Chronic tiredness…

If you suffer from a chronic illness, the chances are that you will know all about Christine Miserandino and her spoon theory. If you are the partner/carer of someone with a chronic illness, chances are that you will know about the spoon theory. However, those of you that don’t are probably scratching their heads and thing what the hell is the crazy woman talking about? Allow me to elaborate…

The spoon theory is the brainchild of a woman with a condition called Lupus (or SLE). Her name is Christine Miserandino. She was trying to explain to a friend of hers just how it felt to deal with chronic illness and tiredness.

You start your day with twelve spoons. Each action you do costs you at least one, and sometimes more spoons. Imagine in the morning – you can use four spoons before you leave the house (that’s is you can leave the house). By the time lunchtime has been and gone, you are down to four spoons. It’s hell. I’m enclosing a link so you can read about it should you wish to…

The Spoon Theory
I’m laying here in my bed and it is 10.10am. Already, a bone crushing weariness consumes me. The tiredness is caressing every nerve ending and making me feel as though my body is weighted down by lumps of concrete.

I want so desperately to close my eyes and drift blissfully info the realm of sleep. I already feel like I’m running on a negative spoon equity for the day. That will affect my tiredness for some days to come. But I have to keep going. I must.

Until I come to the point where I can physically go no further. My legs turn leaden and I come to a sudden halt. I slide down a wall into a puddle of tears, simply unable to move.

That’s how chronic tiredness feels. It’s horrible.

Try to imagine…

Try to imagine what it is like to wake up every single morning feeling like your spine is being gnawed on by a pride of ravenous lions. That the muscles in your back are being chewed up by the cubs. Those little, needle sharp teeth chewing into the muscles and nipping at the loose spinal nerves-that tingling agony.

Alongside that, you have a tribe of wee men with crowbars. Each one is trying to pop open a joint. They put a crowbar in and move it backwards and forwards, working slowly. You feel every twinge.

The pain in your head is tense. It starts at the back of your neck and creeps up over your scalp, and around your eyes. As the pain moves into your eyes, you develop a constant, painful muscular spasm in your eyelid.

Your collarbones both feel like they are being whacked by big men welding Thor’s hammer!

All your muscles are twitching and on fire. You feel like they have been dipped in acid. With no regularity, your muscles keep on going into spasm. It feels like hell.

Your legs barely have the strength to drag you to the bathroom. Yesterday I couldn’t take even the ten steps from my bed to my bedroom. I felt so humiliated. I really did.

That is just what you feel pain wise. There are the other symptoms. Fibromyalgia has 200 of them. So please do forgive me if I seem a little down this morning!

(Data items)
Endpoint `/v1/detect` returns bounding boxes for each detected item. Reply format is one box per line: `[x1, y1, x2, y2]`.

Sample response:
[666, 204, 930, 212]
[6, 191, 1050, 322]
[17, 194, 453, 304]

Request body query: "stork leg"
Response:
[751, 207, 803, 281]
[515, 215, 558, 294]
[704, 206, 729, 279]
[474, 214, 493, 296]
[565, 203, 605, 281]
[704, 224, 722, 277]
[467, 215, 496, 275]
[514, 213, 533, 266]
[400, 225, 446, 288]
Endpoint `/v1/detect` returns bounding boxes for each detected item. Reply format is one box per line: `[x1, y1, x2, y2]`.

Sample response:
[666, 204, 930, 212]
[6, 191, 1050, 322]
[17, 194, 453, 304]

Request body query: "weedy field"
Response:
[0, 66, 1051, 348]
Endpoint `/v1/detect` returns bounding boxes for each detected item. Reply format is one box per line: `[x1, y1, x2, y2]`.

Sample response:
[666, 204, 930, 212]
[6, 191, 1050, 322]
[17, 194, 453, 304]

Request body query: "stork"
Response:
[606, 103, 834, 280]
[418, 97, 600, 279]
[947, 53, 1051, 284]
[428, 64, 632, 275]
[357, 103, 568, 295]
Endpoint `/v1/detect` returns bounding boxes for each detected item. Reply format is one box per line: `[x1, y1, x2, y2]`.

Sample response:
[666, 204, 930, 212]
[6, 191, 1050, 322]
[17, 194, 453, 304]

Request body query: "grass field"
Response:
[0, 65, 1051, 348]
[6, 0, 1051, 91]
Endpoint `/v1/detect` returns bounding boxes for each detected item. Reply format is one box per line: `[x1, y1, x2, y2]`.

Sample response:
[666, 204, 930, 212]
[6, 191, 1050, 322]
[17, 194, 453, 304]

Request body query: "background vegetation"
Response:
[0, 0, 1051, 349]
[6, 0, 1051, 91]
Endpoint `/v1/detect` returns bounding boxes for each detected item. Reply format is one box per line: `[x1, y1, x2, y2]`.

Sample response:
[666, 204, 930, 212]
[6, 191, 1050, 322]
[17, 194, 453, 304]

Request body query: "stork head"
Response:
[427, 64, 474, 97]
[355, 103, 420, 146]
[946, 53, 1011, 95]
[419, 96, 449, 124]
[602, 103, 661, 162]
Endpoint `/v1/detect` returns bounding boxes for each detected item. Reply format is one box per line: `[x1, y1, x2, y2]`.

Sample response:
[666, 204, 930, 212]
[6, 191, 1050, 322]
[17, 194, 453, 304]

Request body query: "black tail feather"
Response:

● **Your assignment**
Write a two-sentence summary of the piece on chronic tiredness.

● **Solution**
The piece explains the spoon theory, devised by Christine Miserandino, who has lupus, to convey chronic illness and tiredness: a person starts each day with twelve spoons, and every action costs at least one. The writer then describes lying in bed at 10.10am consumed by weariness and asks readers to imagine waking every morning with severe pain in the spine, joints, head, collarbones and muscles, adding that fibromyalgia has 200 symptoms.